ISI TUGAS:
• 1. Tolong sebutkan kelima dampak kepemimpinan buruk terhadap kesejahteraan rakyat yang diuraikan dalam teks tentang kepemimpinan buruk.
• 2. Menurut teks tentang kepemimpinan buruk, alinea keberapa dalam pembukaan Undang-Undang Dasar 1945 memuat tujuan berdirinya negara Republik Indonesia?

KUTIPAN PILIHAN:
Dampak Kepemimpinan Buruk terhadap Kesejahteraan Rakyat di Dunia dan Akhirat

Negara mana pun di dunia pasti memiliki tujuan. Salah satunya adalah mementingkan urusan rakyat hingga memberikan kehidupan yang lebih baik bagi mereka. 

Lebih spesifik, dalam pembukaan Undang-Undang Dasar 1945 alinea keempat, tujuan berdirinya negara Republik Indonesia yaitu; 
melindungi segenap bangsa Indonesia dan seluruh tumpah darah Indonesia, memajukan kesejahteraan umum, mencerdaskan kehidupan bangsa, serta ikut melaksanakan ketertiban dunia berdasarkan kemerdekaan, perdamaian abadi, dan keadilan sosial. 

Terkait dengan tujuan memajukan kesejahteraan umum, bila kepemimpinan penguasa buruk maka dampaknya terhadap kesejahteraan rakyat adalah; 

Pertama, tujuan negara mewujudkan kesejahteraan hanyalah deretan teks tanpa makna. Diajarkan pada rakyat tapi sang pemimpin tak mampu meraihnya. Bahkan perilaku penyelenggara negara kontraproduktif terhadap pencapaian tujuan tersebut. Alih-alih disejahterakan, rakyat justru disengsarakan. 

Kedua, kepentingan rakyat bukan prioritas. Kepemimpinan yang buruk biasanya mendahulukan kepentingan diri sendiri, keluarga, dan sirkelnya. Ia menempatkan diri bukan sebagai pelayan rakyat tapi justru meminta rakyat melayaninya.

Ketiga, hukum dan aturan diutak-atik sesuai syahwat kekuasaan. Segala cara ditempuh oleh pemimpin yang buruk demi mempertahankan atau memperluas gurita kekuasaan. Termasuk mengubah aturan sebagai legalisasi tindakannya. Jadilah hukum ditikung di bawah ketiak kekuasaan.

Keempat, distrust rakyat kepada pemimpin. Ketika teladan tak didapatkan, rakyat kian tak percaya pada pemimpinnya. Selanjutnya, bagaimana pemimpin mampu menggerakkan rakyat untuk bersama meraih kesejahteraan rakyat? 

Kelima, pembangkangan publik. Apalagi bila rakyat diliputi kebencian pada sang penguasa, ini akan membuat mereka apatis bahkan membangkang terhadap kebijakan negara (penguasa).

Demikian dampak buruk dari kepemimpinan yang buruk. Akumulasi dampak ini tidak akan mengantarkan pada kesejahteraan rakyat di dunia apalagi di akhirat.

CUPLIKAN DATA:
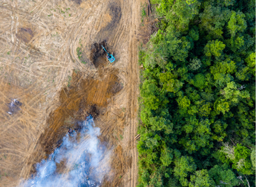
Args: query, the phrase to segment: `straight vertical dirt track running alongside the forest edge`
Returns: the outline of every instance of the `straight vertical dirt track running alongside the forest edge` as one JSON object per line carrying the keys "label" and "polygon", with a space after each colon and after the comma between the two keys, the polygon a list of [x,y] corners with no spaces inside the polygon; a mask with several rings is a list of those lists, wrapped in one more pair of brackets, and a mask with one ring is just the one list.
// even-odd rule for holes
{"label": "straight vertical dirt track running alongside the forest edge", "polygon": [[[135,25],[138,24],[138,17],[140,15],[140,2],[131,0],[131,30],[129,33],[129,142],[133,145],[128,154],[131,155],[133,162],[129,173],[125,176],[127,184],[125,186],[136,186],[138,175],[138,152],[134,137],[137,132],[137,96],[138,96],[138,45],[136,41]],[[128,28],[130,27],[127,26]]]}

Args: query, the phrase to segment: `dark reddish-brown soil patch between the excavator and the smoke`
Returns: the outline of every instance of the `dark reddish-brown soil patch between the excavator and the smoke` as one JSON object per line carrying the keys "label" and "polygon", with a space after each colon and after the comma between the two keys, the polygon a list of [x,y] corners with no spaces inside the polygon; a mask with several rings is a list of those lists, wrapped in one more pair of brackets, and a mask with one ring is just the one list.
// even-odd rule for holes
{"label": "dark reddish-brown soil patch between the excavator and the smoke", "polygon": [[67,131],[76,127],[77,121],[83,121],[89,114],[97,118],[100,112],[103,112],[103,108],[106,108],[108,98],[121,91],[118,86],[120,82],[116,76],[118,70],[106,68],[104,72],[105,76],[102,81],[93,79],[93,77],[83,79],[82,72],[73,72],[69,87],[61,90],[60,106],[50,112],[46,122],[48,128],[39,138],[39,147],[42,150],[35,151],[35,154],[40,155],[36,157],[33,155],[33,158],[37,159],[31,165],[46,159],[61,144]]}

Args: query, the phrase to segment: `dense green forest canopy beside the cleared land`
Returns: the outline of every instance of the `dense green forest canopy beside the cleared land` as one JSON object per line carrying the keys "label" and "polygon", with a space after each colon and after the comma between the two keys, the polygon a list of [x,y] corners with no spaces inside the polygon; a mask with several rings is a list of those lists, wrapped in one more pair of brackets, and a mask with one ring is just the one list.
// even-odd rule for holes
{"label": "dense green forest canopy beside the cleared land", "polygon": [[255,1],[151,3],[138,186],[255,186]]}

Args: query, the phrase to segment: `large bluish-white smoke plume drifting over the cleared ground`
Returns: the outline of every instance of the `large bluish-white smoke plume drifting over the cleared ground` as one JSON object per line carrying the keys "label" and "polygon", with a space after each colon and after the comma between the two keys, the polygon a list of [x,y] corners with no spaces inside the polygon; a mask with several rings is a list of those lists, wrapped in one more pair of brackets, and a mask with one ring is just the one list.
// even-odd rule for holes
{"label": "large bluish-white smoke plume drifting over the cleared ground", "polygon": [[[78,137],[79,135],[79,137]],[[24,187],[77,187],[100,186],[103,176],[110,171],[110,152],[99,144],[99,128],[93,118],[87,117],[82,131],[75,131],[63,138],[63,143],[47,160],[37,163],[37,173],[22,182]],[[57,163],[65,162],[65,171],[57,172]]]}

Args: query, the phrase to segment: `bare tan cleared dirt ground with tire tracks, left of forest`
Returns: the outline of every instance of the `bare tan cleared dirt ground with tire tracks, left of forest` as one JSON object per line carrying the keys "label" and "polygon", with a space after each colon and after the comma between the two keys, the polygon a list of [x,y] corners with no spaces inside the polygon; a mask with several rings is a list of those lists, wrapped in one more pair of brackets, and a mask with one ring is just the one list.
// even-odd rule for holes
{"label": "bare tan cleared dirt ground with tire tracks, left of forest", "polygon": [[[0,2],[1,186],[29,178],[89,113],[112,150],[103,186],[136,185],[142,2]],[[116,58],[112,64],[102,51],[92,58],[102,42]],[[14,99],[21,105],[10,114]]]}

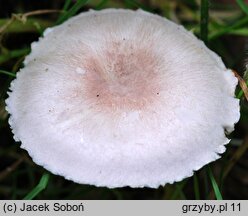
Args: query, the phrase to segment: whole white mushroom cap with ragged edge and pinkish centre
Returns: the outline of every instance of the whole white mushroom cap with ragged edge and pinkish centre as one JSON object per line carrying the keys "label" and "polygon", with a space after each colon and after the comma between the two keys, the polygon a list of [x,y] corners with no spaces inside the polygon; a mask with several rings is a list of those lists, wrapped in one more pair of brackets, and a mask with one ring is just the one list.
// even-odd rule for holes
{"label": "whole white mushroom cap with ragged edge and pinkish centre", "polygon": [[182,26],[106,9],[45,31],[6,102],[37,164],[78,183],[156,188],[225,151],[240,116],[236,85]]}

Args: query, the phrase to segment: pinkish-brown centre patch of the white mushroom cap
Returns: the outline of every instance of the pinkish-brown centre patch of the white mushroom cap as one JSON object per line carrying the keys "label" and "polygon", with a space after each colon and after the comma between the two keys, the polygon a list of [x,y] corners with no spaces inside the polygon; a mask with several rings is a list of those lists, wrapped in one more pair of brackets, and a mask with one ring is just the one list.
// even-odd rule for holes
{"label": "pinkish-brown centre patch of the white mushroom cap", "polygon": [[107,110],[139,110],[159,94],[158,60],[153,50],[126,40],[85,58],[82,86],[87,100]]}

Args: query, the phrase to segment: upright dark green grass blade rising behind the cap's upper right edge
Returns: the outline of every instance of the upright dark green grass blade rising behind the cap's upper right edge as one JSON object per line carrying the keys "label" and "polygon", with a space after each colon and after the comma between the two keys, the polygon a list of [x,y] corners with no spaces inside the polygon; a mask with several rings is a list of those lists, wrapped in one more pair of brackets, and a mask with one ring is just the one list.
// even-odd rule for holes
{"label": "upright dark green grass blade rising behind the cap's upper right edge", "polygon": [[208,43],[208,0],[201,0],[201,39]]}

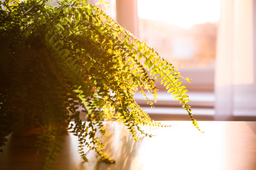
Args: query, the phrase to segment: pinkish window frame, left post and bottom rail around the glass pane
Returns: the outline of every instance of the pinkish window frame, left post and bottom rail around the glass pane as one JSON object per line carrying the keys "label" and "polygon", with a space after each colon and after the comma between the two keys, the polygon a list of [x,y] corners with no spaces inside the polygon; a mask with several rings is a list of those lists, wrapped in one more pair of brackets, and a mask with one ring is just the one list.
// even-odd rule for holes
{"label": "pinkish window frame, left post and bottom rail around the glass pane", "polygon": [[[116,0],[116,20],[135,37],[139,37],[137,0]],[[214,92],[215,68],[181,68],[179,71],[182,76],[192,79],[191,83],[183,81],[189,91]],[[159,81],[156,86],[160,91],[165,90]]]}

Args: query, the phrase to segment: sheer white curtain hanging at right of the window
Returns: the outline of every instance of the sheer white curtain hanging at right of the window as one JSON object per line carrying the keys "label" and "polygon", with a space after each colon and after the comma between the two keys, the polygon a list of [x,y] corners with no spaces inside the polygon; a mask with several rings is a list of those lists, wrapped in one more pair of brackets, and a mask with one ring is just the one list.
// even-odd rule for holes
{"label": "sheer white curtain hanging at right of the window", "polygon": [[256,1],[222,0],[215,120],[256,116]]}

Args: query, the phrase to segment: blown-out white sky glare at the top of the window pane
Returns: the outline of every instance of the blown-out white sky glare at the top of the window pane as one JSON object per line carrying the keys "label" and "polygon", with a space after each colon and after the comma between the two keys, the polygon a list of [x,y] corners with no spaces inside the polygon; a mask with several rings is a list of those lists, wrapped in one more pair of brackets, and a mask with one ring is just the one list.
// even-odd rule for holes
{"label": "blown-out white sky glare at the top of the window pane", "polygon": [[138,15],[188,29],[196,24],[218,22],[220,3],[220,0],[138,0]]}

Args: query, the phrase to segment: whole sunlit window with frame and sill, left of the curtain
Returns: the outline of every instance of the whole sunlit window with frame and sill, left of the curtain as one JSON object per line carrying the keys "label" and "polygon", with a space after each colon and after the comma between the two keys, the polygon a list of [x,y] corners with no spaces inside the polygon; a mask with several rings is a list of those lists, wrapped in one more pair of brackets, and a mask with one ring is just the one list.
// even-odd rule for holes
{"label": "whole sunlit window with frame and sill, left of the curtain", "polygon": [[[188,95],[192,99],[190,105],[196,107],[194,114],[202,116],[215,114],[213,91],[219,12],[220,0],[116,0],[117,22],[179,67],[182,75],[192,78],[192,84],[184,85],[192,92]],[[177,118],[178,114],[187,118],[186,112],[180,112],[183,110],[179,102],[170,99],[160,83],[157,86],[160,93],[156,109],[148,110],[138,94],[135,99],[140,106],[155,120],[173,120],[170,116]]]}

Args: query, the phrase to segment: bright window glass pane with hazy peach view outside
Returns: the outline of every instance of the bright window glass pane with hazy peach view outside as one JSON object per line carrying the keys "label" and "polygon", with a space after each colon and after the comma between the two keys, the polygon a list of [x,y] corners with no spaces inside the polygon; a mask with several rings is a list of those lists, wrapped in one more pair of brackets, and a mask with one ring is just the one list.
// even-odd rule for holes
{"label": "bright window glass pane with hazy peach view outside", "polygon": [[214,67],[220,0],[138,0],[139,39],[177,67]]}

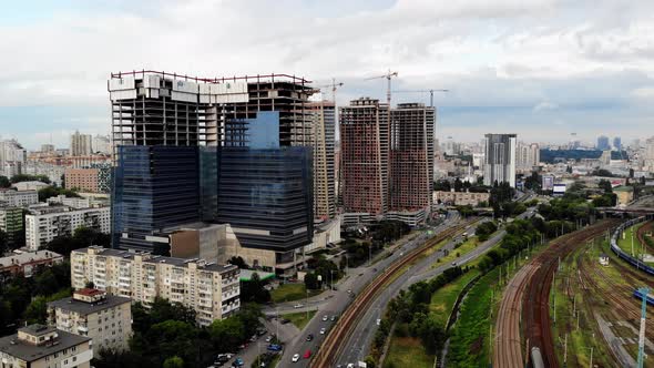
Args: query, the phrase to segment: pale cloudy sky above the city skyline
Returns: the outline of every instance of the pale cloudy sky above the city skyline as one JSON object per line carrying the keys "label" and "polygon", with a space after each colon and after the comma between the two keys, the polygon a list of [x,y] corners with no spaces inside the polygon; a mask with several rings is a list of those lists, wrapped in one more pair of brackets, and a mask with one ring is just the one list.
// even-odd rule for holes
{"label": "pale cloudy sky above the city skyline", "polygon": [[[339,103],[435,96],[438,137],[654,135],[654,1],[42,0],[0,12],[0,135],[109,133],[110,72],[304,75]],[[428,93],[397,93],[395,102]]]}

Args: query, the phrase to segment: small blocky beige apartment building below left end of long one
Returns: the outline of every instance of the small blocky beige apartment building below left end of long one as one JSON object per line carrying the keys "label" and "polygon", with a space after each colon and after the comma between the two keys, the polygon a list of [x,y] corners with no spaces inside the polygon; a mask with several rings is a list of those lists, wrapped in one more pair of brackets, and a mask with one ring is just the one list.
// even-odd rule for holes
{"label": "small blocky beige apartment building below left end of long one", "polygon": [[48,323],[60,330],[90,337],[95,351],[127,350],[132,336],[131,301],[83,288],[72,297],[48,303]]}

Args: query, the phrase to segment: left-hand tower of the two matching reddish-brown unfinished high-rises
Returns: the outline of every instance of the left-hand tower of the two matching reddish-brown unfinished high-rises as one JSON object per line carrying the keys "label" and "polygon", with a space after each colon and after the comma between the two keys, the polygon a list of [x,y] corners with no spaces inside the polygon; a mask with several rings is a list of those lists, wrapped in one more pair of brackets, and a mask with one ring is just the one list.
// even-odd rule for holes
{"label": "left-hand tower of the two matching reddish-brown unfinished high-rises", "polygon": [[346,213],[381,218],[388,211],[389,106],[361,98],[339,109],[340,180]]}

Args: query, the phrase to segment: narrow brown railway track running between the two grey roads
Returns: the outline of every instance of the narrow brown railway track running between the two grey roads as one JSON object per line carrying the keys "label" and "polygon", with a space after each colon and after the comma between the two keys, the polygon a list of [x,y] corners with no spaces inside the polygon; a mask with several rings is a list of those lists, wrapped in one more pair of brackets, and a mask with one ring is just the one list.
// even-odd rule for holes
{"label": "narrow brown railway track running between the two grey roads", "polygon": [[347,307],[343,316],[336,323],[336,326],[329,331],[320,349],[315,355],[311,361],[311,367],[329,367],[336,362],[336,358],[343,348],[343,341],[356,327],[360,316],[368,313],[368,306],[375,297],[384,289],[386,284],[400,275],[405,267],[418,259],[429,248],[436,246],[438,243],[456,235],[463,231],[467,226],[472,225],[479,219],[469,219],[460,225],[452,226],[432,237],[422,246],[411,251],[407,256],[392,264],[377,276],[364,290],[355,298],[355,300]]}

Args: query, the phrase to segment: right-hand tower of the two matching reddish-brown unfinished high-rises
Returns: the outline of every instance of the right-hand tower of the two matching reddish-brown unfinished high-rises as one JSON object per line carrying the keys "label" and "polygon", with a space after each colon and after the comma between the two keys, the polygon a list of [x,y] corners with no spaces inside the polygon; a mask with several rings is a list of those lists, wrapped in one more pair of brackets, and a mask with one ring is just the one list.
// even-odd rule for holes
{"label": "right-hand tower of the two matching reddish-brown unfinished high-rises", "polygon": [[435,109],[401,103],[390,111],[391,213],[423,221],[431,208]]}

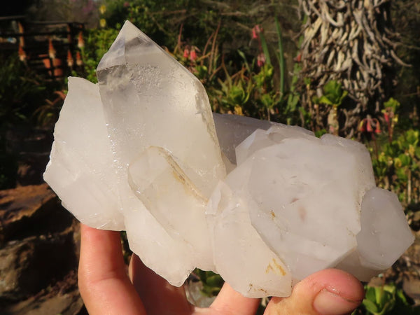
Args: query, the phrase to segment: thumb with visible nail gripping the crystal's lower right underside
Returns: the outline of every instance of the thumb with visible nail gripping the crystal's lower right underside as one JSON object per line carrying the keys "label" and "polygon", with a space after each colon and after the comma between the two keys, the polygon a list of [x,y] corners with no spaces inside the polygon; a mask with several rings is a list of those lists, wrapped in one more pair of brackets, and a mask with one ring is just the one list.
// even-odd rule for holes
{"label": "thumb with visible nail gripping the crystal's lower right underside", "polygon": [[348,314],[363,296],[363,286],[354,276],[325,269],[297,283],[290,297],[273,297],[265,314]]}

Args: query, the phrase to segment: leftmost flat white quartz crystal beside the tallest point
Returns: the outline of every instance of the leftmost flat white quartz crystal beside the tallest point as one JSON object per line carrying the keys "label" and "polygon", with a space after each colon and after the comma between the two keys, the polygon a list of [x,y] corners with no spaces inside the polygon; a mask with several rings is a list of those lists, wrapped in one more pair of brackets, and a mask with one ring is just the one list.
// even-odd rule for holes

JAWABAN TIAP TUGAS:
• 1.
1. Tujuan negara mewujudkan kesejahteraan hanyalah deretan teks tanpa makna.
2. Kepentingan rakyat bukan prioritas.
3. Hukum dan aturan diutak-atik sesuai syahwat kekuasaan.
4. Distrust rakyat kepada pemimpin.
5. Pembangkangan publik.

• 2. Alinea keempat.